Однако следует избегать упрощенного подхода. Конечно, германское герцогство сопротивляется унификации, еще больше сопротивляется инертная масса центральной монаршей власти. Но герцогство никогда не выражает желания к дезинтеграции, к отделению, потому что, с одной стороны, связано с коллективной организацией понятием общественной власти, с другой — будучи изначально «этническим» и в дальнейшем оставаясь привязанным к старым традициями и к определенным территориям, оно ввиду всех этих причин остается исконно германским.

К этим же выводам — опасность для королевской власти, ослабление сплоченности, препятствия на пути к реальному союзу, но не угроза полного его распада, разобщения или исчезновения королевства — подводит нас анализ второго элемента, привнесенного историей в Германию середины XII века, а именно: феодализма, который обостряет распри между принцами (Вельфы и Штауфены). Как и во многих других районах Запада, в Германии в IX и X веках установился феодальный строй, основанный на системе зависимости, связывающей наиболее слабых сеньоров с более сильной знатью, что конкретизировалось в клятвенном обещании верности. Соответственно, крупная знать оказывала протекцию вассалам, получавшим от нее ленные владения взамен обязательства выполнять различные повинности (уплата пошлин, свидетельство в суде, военная помощь). Результатом этого явилось усиление некоторых местных принцев, имеющих многочисленных вассалов, и, следовательно, ослабление королевской власти, не имеющей возможности напрямую распоряжаться всеми людьми, так как не все они находились в непосредственной вассальной зависимости от нее. Более того, общественные функции также имели тенденцию к феодализации, то есть рассматривались как назначения, пожалованные монархом в качестве лена и, следовательно, регламентированные феодальным правом, сводившим практически на нет контроль со стороны короля-сюзерена. Именно так обстояло дело и с городской юрисдикцией, которая первоначально являлась государственной службой местной администрации (графства) от имени центральной власти, а впоследствии стала главным звеном феодальной иерархии. Графство же было леном, который король не мог упразднить.

Записи разметки координат:
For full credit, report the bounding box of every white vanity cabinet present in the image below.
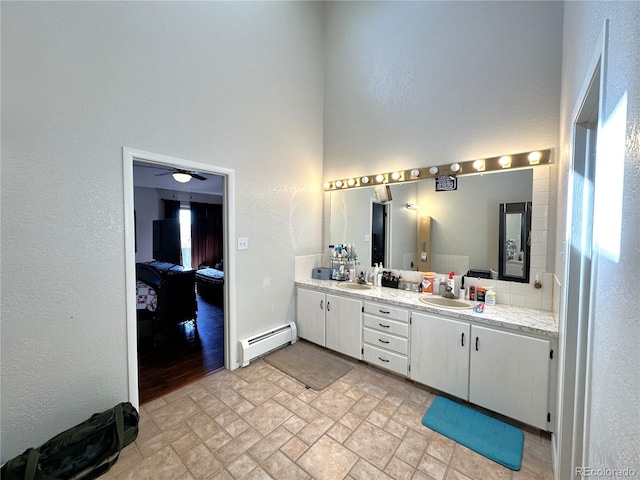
[469,325,552,430]
[296,288,326,347]
[410,312,471,400]
[296,288,362,359]
[410,312,552,430]
[363,302,409,376]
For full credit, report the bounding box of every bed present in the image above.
[196,263,224,305]
[136,262,198,337]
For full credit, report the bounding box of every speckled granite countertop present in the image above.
[296,278,558,338]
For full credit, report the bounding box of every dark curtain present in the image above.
[190,202,222,268]
[162,200,180,218]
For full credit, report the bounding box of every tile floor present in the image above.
[101,348,553,480]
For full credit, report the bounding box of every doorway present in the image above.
[123,148,235,406]
[555,22,608,479]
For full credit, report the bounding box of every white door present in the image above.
[296,288,326,347]
[411,312,470,400]
[469,325,551,430]
[326,294,362,359]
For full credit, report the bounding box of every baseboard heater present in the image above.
[240,322,298,367]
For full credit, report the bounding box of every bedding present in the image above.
[196,267,224,305]
[136,280,158,312]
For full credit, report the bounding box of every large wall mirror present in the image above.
[325,169,533,274]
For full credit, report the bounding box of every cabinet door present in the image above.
[296,288,326,347]
[411,312,470,400]
[469,325,551,430]
[326,294,362,359]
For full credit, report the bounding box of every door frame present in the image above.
[122,146,237,408]
[555,20,609,479]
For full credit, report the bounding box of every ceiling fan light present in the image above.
[171,172,191,183]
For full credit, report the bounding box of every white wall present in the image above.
[0,2,323,461]
[555,2,640,475]
[324,1,562,180]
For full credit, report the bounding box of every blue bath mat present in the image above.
[422,397,524,470]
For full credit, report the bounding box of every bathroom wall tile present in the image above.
[511,293,527,307]
[531,242,547,256]
[531,230,547,245]
[531,204,549,218]
[524,296,542,310]
[531,255,547,269]
[531,217,549,231]
[533,178,549,192]
[532,192,549,205]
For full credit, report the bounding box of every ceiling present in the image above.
[133,160,224,195]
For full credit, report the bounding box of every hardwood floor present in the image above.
[138,295,224,404]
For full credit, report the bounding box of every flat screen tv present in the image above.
[153,218,181,265]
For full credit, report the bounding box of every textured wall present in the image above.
[0,2,323,461]
[324,1,562,180]
[556,2,640,475]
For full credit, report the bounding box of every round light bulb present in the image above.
[498,155,511,168]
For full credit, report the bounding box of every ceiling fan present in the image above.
[156,168,207,183]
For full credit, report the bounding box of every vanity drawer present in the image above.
[364,302,409,322]
[363,313,409,337]
[364,344,408,377]
[363,328,409,355]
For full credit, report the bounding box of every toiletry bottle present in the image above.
[484,287,496,305]
[447,272,456,295]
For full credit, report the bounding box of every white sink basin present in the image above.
[420,295,473,310]
[338,283,375,290]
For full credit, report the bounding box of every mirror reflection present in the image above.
[325,169,533,273]
[499,202,531,282]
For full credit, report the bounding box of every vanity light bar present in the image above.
[324,149,551,191]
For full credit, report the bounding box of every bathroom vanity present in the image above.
[296,279,558,431]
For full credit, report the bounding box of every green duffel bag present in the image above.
[1,402,140,480]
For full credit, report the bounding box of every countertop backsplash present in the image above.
[294,254,556,312]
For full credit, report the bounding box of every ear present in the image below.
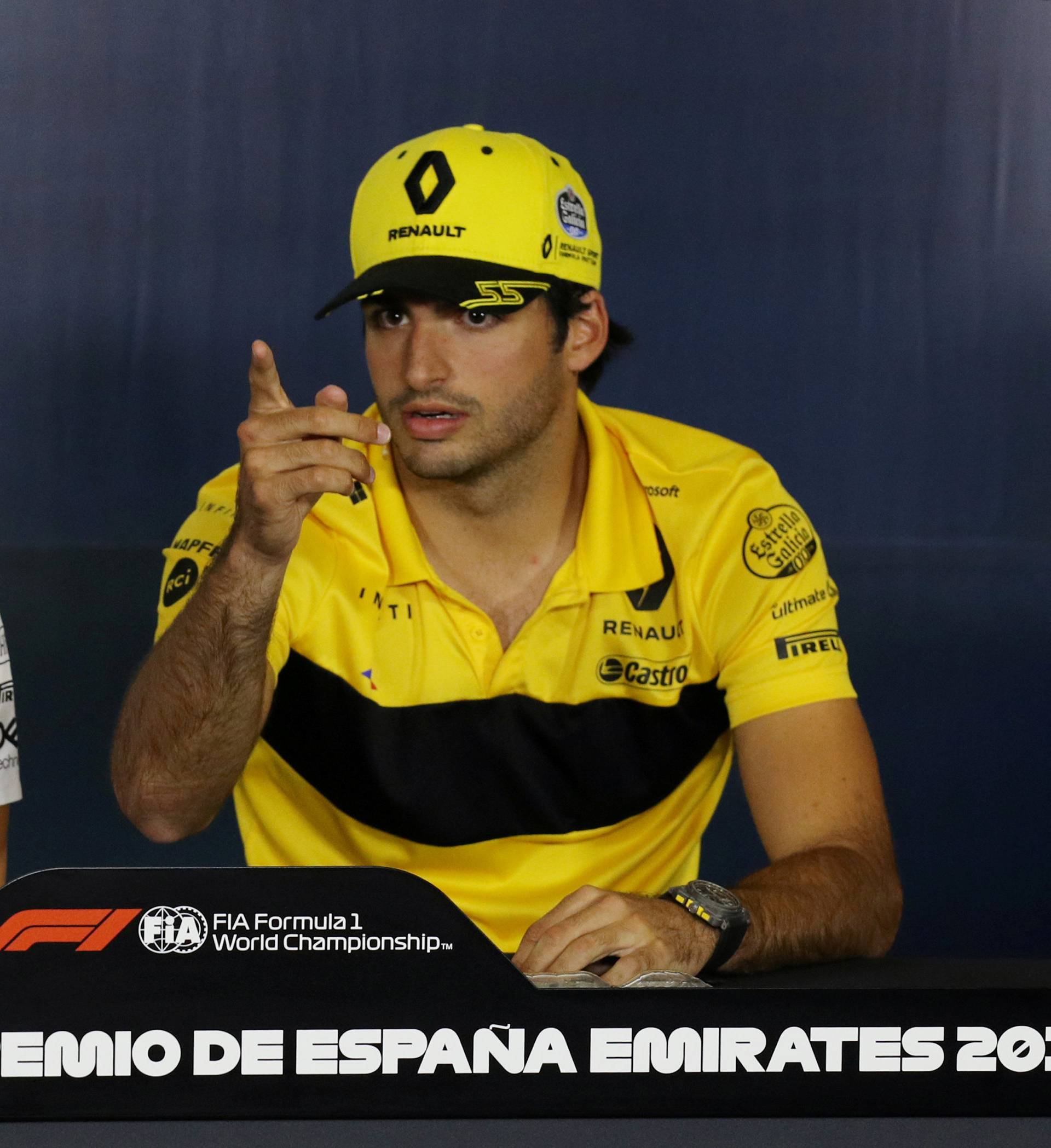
[562,291,609,373]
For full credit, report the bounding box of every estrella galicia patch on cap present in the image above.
[741,503,817,578]
[162,558,200,606]
[554,184,587,239]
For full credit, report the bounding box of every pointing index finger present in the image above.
[248,339,291,414]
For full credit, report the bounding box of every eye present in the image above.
[464,307,500,327]
[368,307,405,327]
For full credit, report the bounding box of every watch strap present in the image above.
[665,885,752,972]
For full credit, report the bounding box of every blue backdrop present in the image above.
[0,0,1051,953]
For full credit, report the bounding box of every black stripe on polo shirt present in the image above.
[263,651,730,845]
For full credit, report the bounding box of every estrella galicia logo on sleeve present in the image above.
[160,558,200,606]
[773,630,844,661]
[554,184,587,239]
[741,503,817,578]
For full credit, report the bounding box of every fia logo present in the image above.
[139,904,207,953]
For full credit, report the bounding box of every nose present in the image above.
[403,316,449,390]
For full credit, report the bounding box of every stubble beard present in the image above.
[380,363,564,486]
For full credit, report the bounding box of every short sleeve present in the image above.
[0,619,22,805]
[699,456,857,725]
[154,466,335,677]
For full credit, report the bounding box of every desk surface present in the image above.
[6,1117,1051,1148]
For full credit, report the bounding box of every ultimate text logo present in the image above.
[0,909,142,953]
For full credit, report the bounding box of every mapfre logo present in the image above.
[0,909,142,953]
[139,904,207,953]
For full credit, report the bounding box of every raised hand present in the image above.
[232,340,390,564]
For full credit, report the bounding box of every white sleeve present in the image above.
[0,618,22,805]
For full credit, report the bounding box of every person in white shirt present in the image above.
[0,618,22,885]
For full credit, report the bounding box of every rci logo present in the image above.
[596,655,690,690]
[163,558,198,606]
[139,904,207,953]
[0,909,142,953]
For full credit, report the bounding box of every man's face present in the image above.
[363,295,576,480]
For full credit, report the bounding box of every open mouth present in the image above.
[402,406,467,440]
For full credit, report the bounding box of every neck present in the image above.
[395,402,587,596]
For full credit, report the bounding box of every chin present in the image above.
[402,441,489,478]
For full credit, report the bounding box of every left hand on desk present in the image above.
[513,885,718,985]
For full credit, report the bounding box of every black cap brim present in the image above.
[314,255,555,319]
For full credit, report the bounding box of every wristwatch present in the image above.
[665,880,752,972]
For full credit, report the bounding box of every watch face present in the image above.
[689,880,741,909]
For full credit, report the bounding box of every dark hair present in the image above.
[542,279,634,395]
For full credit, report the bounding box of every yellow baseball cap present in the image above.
[314,124,602,319]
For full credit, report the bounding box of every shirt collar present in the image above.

» НАБОР ЗАДАНИЙ:
a: Воспроизведите дословно фрагмент текста о германском феодализме от слов «Однако следует избегать» до слов «остается исконно германским.».
b: Выпишите без изменений строки записей от строки со словами «For full credit, report the bounding box of every eye» до строки со словами «[0,0,1051,953]», включая обе.
Текст о германском феодализме и записи никак не связаны между собой.

» ПОЛНЫЕ РЕШЕНИЯ:
a:
Однако следует избегать упрощенного подхода. Конечно, германское герцогство сопротивляется унификации, еще больше сопротивляется инертная масса центральной монаршей власти. Но герцогство никогда не выражает желания к дезинтеграции, к отделению, потому что, с одной стороны, связано с коллективной организацией понятием общественной власти, с другой — будучи изначально «этническим» и в дальнейшем оставаясь привязанным к старым традициями и к определенным территориям, оно ввиду всех этих причин остается исконно германским.

b:
For full credit, report the bounding box of every eye present in the image above.
[464,307,500,327]
[368,307,405,327]
For full credit, report the bounding box of every watch strap present in the image above.
[665,885,752,972]
For full credit, report the bounding box of every blue backdrop present in the image above.
[0,0,1051,953]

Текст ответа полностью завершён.